— Material for the task —
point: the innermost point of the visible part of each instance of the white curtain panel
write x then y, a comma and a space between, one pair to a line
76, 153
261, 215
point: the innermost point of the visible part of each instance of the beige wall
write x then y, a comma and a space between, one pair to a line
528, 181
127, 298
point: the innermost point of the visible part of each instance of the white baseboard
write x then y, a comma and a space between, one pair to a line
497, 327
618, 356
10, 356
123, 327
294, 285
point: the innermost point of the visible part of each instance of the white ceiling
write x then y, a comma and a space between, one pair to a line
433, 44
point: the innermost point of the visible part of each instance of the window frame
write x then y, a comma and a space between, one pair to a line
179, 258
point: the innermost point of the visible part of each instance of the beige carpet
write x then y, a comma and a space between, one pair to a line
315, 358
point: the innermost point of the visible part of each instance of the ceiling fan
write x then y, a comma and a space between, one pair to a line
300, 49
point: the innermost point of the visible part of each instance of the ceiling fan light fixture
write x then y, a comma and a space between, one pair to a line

— What is being asked —
Your answer must be every line from the listing above that holds the string "instance".

— Answer section —
point: the innermost point of the visible part of each instance of the white curtain panel
point: the innermost point of the visible part of each instance of the beige wall
point: the innermost point of the visible part of each instance of the white baseboard
point: the innermost point of the visible part of each instance of the white ceiling
point: the innermost point of the visible part of each instance of the window frame
point: the innermost point of the visible part of each instance of the beige carpet
point: the innermost point of the visible part of each instance of the ceiling fan
point: the innermost point of the visible part of each instance of the ceiling fan light fixture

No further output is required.